_EXERCISE INSTRUCTIONS_:
Reproduce the records with "pin" switched to "marker" everywhere and every other line left unchanged.

_RECORDS PROVIDED_:
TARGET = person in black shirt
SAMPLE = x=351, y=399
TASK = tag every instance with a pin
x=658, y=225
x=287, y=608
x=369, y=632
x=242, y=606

_EXERCISE SOLUTION_:
TARGET = person in black shirt
SAMPLE = x=351, y=399
TASK = tag every instance with a marker
x=658, y=225
x=287, y=608
x=369, y=632
x=242, y=606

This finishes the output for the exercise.